Block primitives#

Block-level primitives operate on the threads of a single CUDA thread block (CTA) / AMDGPU workgroup / Vulkan or Metal workgroup. They include thread barriers, memory fences, shared memory, and per-thread indexing helpers - the building blocks for cooperation among threads of the same block.

Block ops live under qd.simt.block. They are written so the same Python source compiles to the right vendor primitive on each backend. As of this writing every op on this page is portable across CUDA, AMDGPU, Vulkan, and Metal; the only remaining caveat (called out in the support-table footnote below) is a perf trade-off for the emulated block.sync_*_nonzero ops on non-CUDA backends, not a correctness gap. If a future op is added that is not yet portable, the Python layer will raise ValueError at compile time on the unsupported backend.

The closely-related device-scope memory fence is documented separately in grid. Users picking between a block-scope and a device-scope fence should read that page for the device-scope side.

What’s available#

Op	CUDA	AMDGPU	Vulkan	Metal
`block.sync()`	yes	yes	yes	yes
`block.sync_all_nonzero(predicate)`	yes	yes*	yes*	yes*
`block.sync_any_nonzero(predicate)`	yes	yes*	yes*	yes*
`block.sync_count_nonzero(predicate)`	yes	yes*	yes*	yes*
`block.mem_fence()`	yes	yes	yes	yes
`block.SharedArray(shape, dtype)`	yes	yes	yes	yes
`block.global_thread_idx()`	yes	yes	yes	yes
`block.thread_idx()`	yes	yes	yes	yes
`block.reduce_{add,min,max}(v, block_dim, dtype)`	yes	yes	yes	yes
`block.reduce_all_{add,min,max}(v, block_dim, dtype)`	yes	yes	yes	yes
`block.inclusive_{add,min,max}(v, block_dim, dtype)`	yes	yes	yes	yes
`block.exclusive_{add,min,max}(v, block_dim, ...)`	yes	yes	yes	yes
`block.radix_rank_match_atomic_or(...)`	yes	yes	yes	yes

Vulkan and Metal share a SPIR-V codegen path (Metal goes through MoltenVK → MSL); they are listed as separate columns because a couple of ops have Metal-specific caveats called out below. Footnoted entries are still functional, just with the limitations the footnote describes.

* On AMDGPU, Vulkan, and Metal the block.sync_{all,any,count}_nonzero(p) ops are emulated via shared memory (one shared i32 slot + 2 block barriers + a single atomic_add per contributing thread) rather than a single hardware-fused barrier-with-reduction. CUDA has the fused NVPTX barrier.cta.red.{and,or,popc}.aligned.all.sync family of intrinsics so it stays on the fast path; the other backends do not have a direct analog (in particular, SPIR-V OpGroupNonUniform* only operates at subgroup scope reliably across Vulkan + Metal). All three reductions are routed through atomic_add rather than atomic_or / atomic_and: the latter trip a Metal-specific bug where OpAtomicOr on threadgroup memory silently no-ops via MoltenVK / SPIRV-Cross. The emulation is correct and portable but costs two block.sync()s plus one shared-memory atomic per call instead of a single barrier instruction; if you have an inner loop calling these ops millions of times, consider whether you can batch the predicate before reducing it.
────────
WHAT YOU NEED TO DO:
Extract the passage of the block primitives text from "Block-level primitives operate" to "the unsupported backend.", copying it word for word.

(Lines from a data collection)
────────
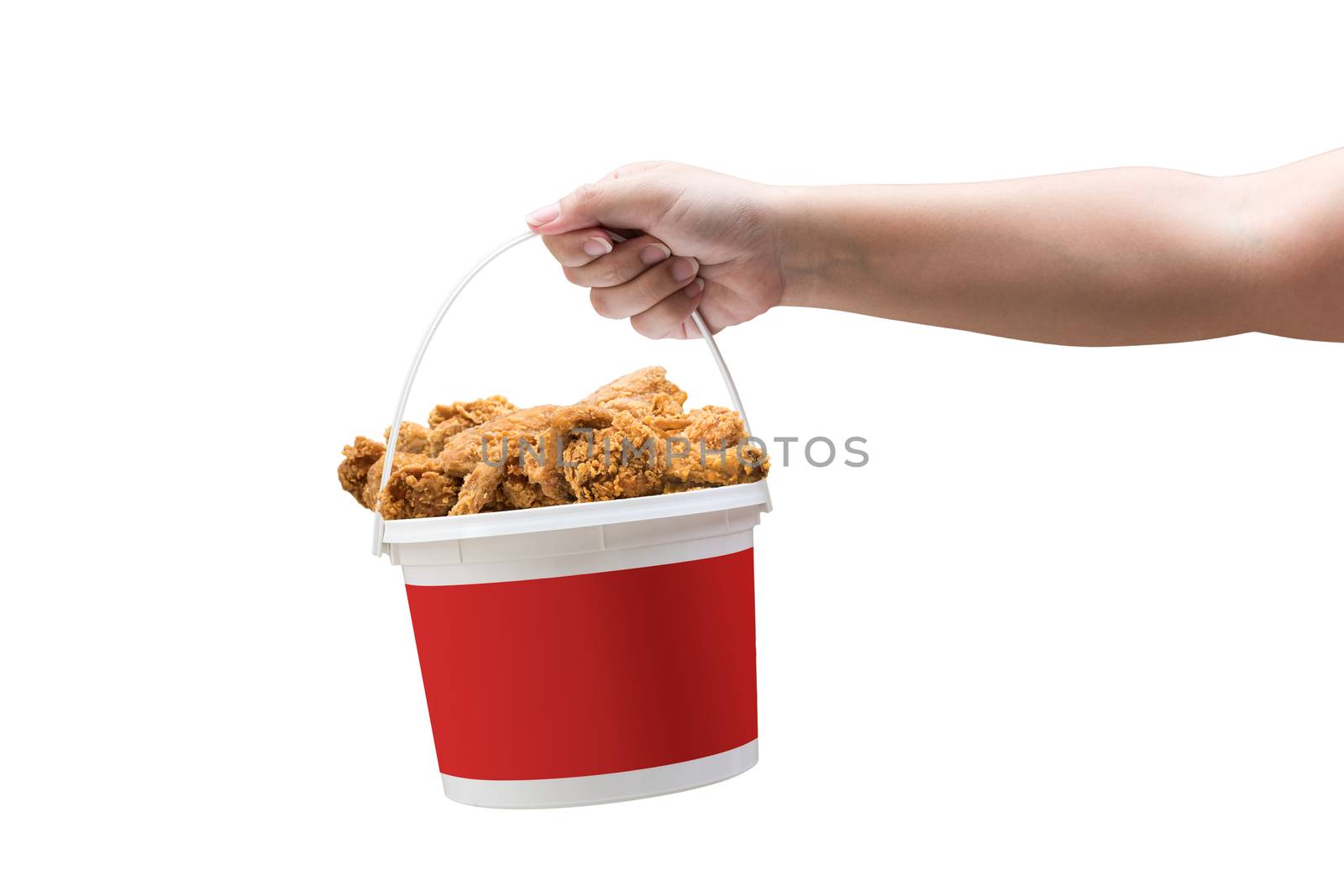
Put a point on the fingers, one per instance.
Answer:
(622, 265)
(617, 202)
(669, 316)
(580, 246)
(645, 291)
────────
FINISHED EXERCISE:
Block-level primitives operate on the threads of a single CUDA thread block (CTA) / AMDGPU workgroup / Vulkan or Metal workgroup. They include thread barriers, memory fences, shared memory, and per-thread indexing helpers - the building blocks for cooperation among threads of the same block.

Block ops live under qd.simt.block. They are written so the same Python source compiles to the right vendor primitive on each backend. As of this writing every op on this page is portable across CUDA, AMDGPU, Vulkan, and Metal; the only remaining caveat (called out in the support-table footnote below) is a perf trade-off for the emulated block.sync_*_nonzero ops on non-CUDA backends, not a correctness gap. If a future op is added that is not yet portable, the Python layer will raise ValueError at compile time on the unsupported backend.